**** GIVEN DATA

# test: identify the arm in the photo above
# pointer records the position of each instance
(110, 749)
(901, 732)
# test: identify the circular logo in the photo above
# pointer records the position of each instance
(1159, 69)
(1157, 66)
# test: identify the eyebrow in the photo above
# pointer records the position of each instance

********
**** GIVEN DATA

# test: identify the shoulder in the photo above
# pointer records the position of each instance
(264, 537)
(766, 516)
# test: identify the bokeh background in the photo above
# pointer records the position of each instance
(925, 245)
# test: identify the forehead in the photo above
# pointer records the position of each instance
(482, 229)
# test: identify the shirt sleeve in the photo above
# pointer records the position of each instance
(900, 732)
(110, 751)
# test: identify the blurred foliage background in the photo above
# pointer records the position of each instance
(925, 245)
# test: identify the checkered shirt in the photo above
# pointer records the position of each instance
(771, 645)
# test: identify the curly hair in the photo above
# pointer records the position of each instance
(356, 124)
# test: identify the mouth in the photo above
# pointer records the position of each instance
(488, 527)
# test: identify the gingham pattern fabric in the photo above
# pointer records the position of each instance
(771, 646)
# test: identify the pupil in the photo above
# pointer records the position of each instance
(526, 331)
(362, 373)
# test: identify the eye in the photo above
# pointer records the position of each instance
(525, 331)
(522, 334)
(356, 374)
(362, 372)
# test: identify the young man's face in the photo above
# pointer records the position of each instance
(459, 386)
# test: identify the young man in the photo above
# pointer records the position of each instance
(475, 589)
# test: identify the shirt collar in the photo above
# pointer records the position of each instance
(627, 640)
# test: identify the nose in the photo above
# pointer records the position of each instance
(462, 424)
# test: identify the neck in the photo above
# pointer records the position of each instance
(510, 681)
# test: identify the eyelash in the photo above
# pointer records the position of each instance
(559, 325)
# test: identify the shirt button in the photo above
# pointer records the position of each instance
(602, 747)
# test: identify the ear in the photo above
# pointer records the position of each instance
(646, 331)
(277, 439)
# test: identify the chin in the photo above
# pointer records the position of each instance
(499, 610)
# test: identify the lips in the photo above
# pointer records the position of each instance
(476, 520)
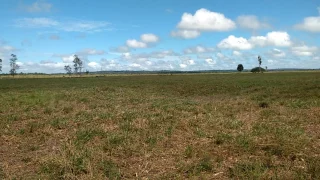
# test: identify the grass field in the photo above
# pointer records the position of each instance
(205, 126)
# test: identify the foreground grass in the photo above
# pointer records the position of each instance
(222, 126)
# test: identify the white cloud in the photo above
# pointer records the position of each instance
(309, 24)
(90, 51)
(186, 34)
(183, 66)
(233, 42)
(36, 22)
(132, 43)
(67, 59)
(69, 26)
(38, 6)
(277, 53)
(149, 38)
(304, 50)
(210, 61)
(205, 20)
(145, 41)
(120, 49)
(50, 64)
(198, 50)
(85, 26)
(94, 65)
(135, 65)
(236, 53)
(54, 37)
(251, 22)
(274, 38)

********

__EXERCISE AIM__
The lines to set down run from the line with "# test: identify the chin in the photo above" up to and including the line with "# test: identify the white" in the entries above. Reproduce them exactly, with no pictures.

__EXERCISE OUTPUT__
# test: identify the chin in the photo above
# pointer records the position of each instance
(499, 610)
# test: identify the lips in the photo above
# pointer records the position of each instance
(476, 520)
# test: identify the grass field in the photo above
# pointer records the position of each instance
(205, 126)
# test: identify the foreground grass in the photo above
# pointer records the position of each instance
(222, 126)
# test: identify the white cloud in the photo above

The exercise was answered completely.